フジキです。
12月18日(1日目)
午前11時01分、某日比谷駅にて
奴とは2週間ぶりの再会だ・・・
ガムを一粒口に放り込む。
俺は高ぶる心を懸命に抑え、
奴に悟られぬよう平静を装い、待ち合わせ場所へと向かった。
・・・居た。
奴はいつもの愛車に乗り俺を待っていた。
隣にはいつもの運転手が立っている。
そう、奴は一人で移動する気などさらさらない。
どこぞの国の王でも気取っているのだろう。
相変わらずのふてぶてしさだ。
久しぶりの再会にもかかわらず、
奴は俺と目を合わせようともしない。
まるで俺など相手にする気はない、とでも言わんばかりだ。
望むところだ、
振り向かせてやるよ。

- **表示データ**
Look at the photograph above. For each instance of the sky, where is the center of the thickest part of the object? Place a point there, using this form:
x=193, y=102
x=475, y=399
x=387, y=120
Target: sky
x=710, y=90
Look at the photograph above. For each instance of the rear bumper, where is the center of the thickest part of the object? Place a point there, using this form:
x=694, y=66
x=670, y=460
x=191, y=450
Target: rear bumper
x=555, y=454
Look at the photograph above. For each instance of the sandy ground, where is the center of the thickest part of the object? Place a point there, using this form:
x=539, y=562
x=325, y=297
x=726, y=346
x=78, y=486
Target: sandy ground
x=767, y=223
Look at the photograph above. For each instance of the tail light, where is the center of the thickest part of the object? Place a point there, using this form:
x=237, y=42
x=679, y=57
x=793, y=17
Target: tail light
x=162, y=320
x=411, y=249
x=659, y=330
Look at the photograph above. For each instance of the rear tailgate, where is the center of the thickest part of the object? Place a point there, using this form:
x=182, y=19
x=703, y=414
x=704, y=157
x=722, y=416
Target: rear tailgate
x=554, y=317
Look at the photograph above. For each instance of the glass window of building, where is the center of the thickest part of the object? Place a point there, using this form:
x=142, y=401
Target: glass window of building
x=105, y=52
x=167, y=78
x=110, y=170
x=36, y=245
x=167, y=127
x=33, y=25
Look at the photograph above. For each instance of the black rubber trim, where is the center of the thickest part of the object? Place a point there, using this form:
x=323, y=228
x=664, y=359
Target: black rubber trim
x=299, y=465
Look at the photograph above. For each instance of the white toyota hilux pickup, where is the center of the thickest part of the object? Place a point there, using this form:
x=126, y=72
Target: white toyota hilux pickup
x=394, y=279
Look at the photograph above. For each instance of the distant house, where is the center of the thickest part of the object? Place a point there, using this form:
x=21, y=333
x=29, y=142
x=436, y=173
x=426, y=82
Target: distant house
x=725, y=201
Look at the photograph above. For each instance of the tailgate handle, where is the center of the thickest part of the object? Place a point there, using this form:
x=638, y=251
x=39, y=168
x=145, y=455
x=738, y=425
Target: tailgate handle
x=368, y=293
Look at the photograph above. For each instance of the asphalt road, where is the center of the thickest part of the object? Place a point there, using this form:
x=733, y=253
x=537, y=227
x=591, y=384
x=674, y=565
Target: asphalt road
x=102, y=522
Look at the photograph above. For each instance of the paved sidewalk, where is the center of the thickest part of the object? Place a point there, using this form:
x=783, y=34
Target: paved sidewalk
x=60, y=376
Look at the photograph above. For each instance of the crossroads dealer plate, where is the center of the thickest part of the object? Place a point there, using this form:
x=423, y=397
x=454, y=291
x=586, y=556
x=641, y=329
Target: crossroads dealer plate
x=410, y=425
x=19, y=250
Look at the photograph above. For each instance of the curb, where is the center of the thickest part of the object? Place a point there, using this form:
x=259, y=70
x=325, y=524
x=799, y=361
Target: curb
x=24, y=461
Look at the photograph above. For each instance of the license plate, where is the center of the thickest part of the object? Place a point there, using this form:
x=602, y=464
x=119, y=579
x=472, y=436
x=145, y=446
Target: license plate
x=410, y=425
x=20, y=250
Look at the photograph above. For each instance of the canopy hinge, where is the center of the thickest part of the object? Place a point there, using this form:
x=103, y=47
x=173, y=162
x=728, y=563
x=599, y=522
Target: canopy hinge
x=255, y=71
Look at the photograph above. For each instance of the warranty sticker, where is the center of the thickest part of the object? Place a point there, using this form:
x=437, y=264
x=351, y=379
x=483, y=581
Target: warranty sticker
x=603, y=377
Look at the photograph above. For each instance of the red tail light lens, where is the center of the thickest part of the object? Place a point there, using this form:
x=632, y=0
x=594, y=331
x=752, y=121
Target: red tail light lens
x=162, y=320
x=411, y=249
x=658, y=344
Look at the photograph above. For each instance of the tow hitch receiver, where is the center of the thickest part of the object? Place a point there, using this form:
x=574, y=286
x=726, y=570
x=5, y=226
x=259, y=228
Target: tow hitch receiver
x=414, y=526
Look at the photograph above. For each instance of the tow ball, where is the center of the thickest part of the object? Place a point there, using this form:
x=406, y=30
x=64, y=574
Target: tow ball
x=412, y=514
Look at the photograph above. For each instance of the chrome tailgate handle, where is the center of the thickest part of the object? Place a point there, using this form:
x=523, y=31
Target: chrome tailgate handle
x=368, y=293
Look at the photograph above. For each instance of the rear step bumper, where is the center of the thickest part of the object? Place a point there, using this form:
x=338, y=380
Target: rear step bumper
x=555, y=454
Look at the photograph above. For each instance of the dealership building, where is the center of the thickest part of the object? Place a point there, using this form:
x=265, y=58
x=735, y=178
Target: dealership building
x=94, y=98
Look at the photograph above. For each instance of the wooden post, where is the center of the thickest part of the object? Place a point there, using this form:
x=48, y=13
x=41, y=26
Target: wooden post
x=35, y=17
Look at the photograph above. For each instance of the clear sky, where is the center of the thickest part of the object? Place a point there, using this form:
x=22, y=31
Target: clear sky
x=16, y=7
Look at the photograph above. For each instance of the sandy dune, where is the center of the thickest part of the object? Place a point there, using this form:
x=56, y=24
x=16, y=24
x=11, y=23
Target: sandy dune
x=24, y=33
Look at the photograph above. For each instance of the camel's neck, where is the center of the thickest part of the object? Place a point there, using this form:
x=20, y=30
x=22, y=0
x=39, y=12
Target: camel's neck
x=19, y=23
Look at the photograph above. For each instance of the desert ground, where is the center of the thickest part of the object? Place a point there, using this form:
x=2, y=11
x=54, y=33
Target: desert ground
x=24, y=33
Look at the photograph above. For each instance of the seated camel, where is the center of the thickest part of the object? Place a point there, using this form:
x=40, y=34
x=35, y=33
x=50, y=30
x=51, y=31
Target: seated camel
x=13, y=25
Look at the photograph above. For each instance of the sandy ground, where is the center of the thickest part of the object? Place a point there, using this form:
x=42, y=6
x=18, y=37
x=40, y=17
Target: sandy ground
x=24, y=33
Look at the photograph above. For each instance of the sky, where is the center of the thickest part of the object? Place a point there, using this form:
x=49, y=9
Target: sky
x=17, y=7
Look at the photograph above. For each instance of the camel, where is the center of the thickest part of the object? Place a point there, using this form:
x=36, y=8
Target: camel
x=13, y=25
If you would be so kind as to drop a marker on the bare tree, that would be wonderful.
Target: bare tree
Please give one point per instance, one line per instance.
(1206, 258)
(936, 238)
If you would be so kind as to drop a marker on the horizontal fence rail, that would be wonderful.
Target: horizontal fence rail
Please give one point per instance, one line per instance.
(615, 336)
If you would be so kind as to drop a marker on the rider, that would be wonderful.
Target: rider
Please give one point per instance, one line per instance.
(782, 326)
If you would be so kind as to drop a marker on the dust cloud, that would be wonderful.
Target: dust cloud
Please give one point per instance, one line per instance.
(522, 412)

- **課題の指示**
a) 日比谷駅での再会の文章のうち、「12月18日(1日目)」を含む語句で始まり「どこぞの国の王でも気取っているのだろう。」で終わる部分を、「運転手」を「付き人」に差し替えて書き出してください。
b) 日比谷駅での再会の文章の続きを、最後の一文の後から書いてください。
エントリーはこの課題では使いません。

- **課題の解答**
a)
12月18日(1日目)
午前11時01分、某日比谷駅にて
奴とは2週間ぶりの再会だ・・・
ガムを一粒口に放り込む。
俺は高ぶる心を懸命に抑え、
奴に悟られぬよう平静を装い、待ち合わせ場所へと向かった。
・・・居た。
奴はいつもの愛車に乗り俺を待っていた。
隣にはいつもの付き人が立っている。
そう、奴は一人で移動する気などさらさらない。
どこぞの国の王でも気取っているのだろう。

b)
俺は奴の愛車を受け取り、運転を始めた。
その愛車には奴の戦闘服、そして大量の宝が積まれている。
重い・・・そして邪魔だ。
勿論奴は俺のそんな苦労も知らず、
いや、知ろうともせず、
悠々と愛車に腰かけ、一人芝居にいそしんでいる。
ふっ、馬鹿なやつだ。
これから恐怖の5日間が始まることなど
想像もしていないのだろう。
せいぜい今の内に楽しんでおくがいいさ・・・。
そして俺たちは
それぞれの思惑をかかえたまま、
足早に電車に乗り込んだ・・・。
・・・・・・・・・・・・・つづく・・?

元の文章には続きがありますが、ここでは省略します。